- [УСЛОВИЯ УПРАЖНЕНИЯ]
**A)** Ответьте по отрывку об изобразительных зрительных признаках:
(i) Какой из двух объектов при перекрытии нам кажется ближе?
(ii) Об удаленности какого рода несут информацию эти признаки в реальной жизни?
(iii) Какими нам кажутся картины, на которых художники специально искажают восприятие глубины?
**B)** Перепишите без изменений фрагмент отрывка об изобразительных зрительных признаках, начиная со слов "в реальной жизни" и продолжая до слов "нам кажется ближе." включительно.

- [ПРЕДЛОЖЕННЫЙ ОТРЫВОК]
◇ ◇ ◇

Изобразительные зрительные признаки

Большая группа зрительных признаков получила свое название изобразительных в связи с тем, что еще со времен работ Леонардо до Винчи они получили широкое использование у художников как средство для передачи пространственного расположения различных объектов в плоскости их картин. Естественно, что

в реальной жизни эти зрительные признаки, оптические по своей природе, несут существенную информацию об абсолютной и относительной удаленности объектов в поле зрения.

Наложение или перекрытие. Если один объект частично закрывает другой, то их общий контур является надежным признаком того, какой из них ближе, а какой дальше: тот, который виден полностью и закрывает другой объект, нам кажется ближе.

Перекрытие служит надежным и однозначным признаком относительной удаленности объектов от наблюдателя. Иногда художники специально искажают на своих картинах восприятие глубины, тогда эти картины нам кажутся странными и нереальными.

◇ ◇ ◇

- [Записи для разметки положения объектов]
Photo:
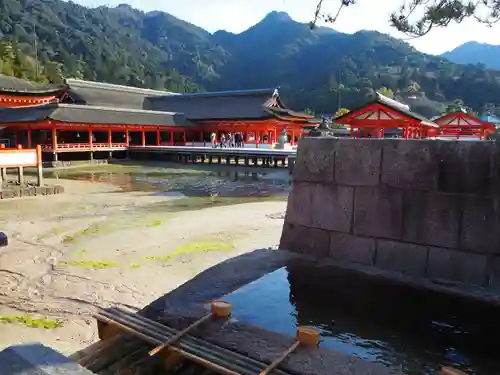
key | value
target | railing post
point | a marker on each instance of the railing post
(20, 176)
(39, 165)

◇ ◇ ◇

- [ОТВЕТЫ ПО ПОРЯДКУ]
**A)**
(i) Тот, который виден полностью и закрывает другой объект.
(ii) Об абсолютной и относительной удаленности объектов в поле зрения.
(iii) Странными и нереальными.

**B)**
в реальной жизни эти зрительные признаки, оптические по своей природе, несут существенную информацию об абсолютной и относительной удаленности объектов в поле зрения.

Наложение или перекрытие. Если один объект частично закрывает другой, то их общий контур является надежным признаком того, какой из них ближе, а какой дальше: тот, который виден полностью и закрывает другой объект, нам кажется ближе.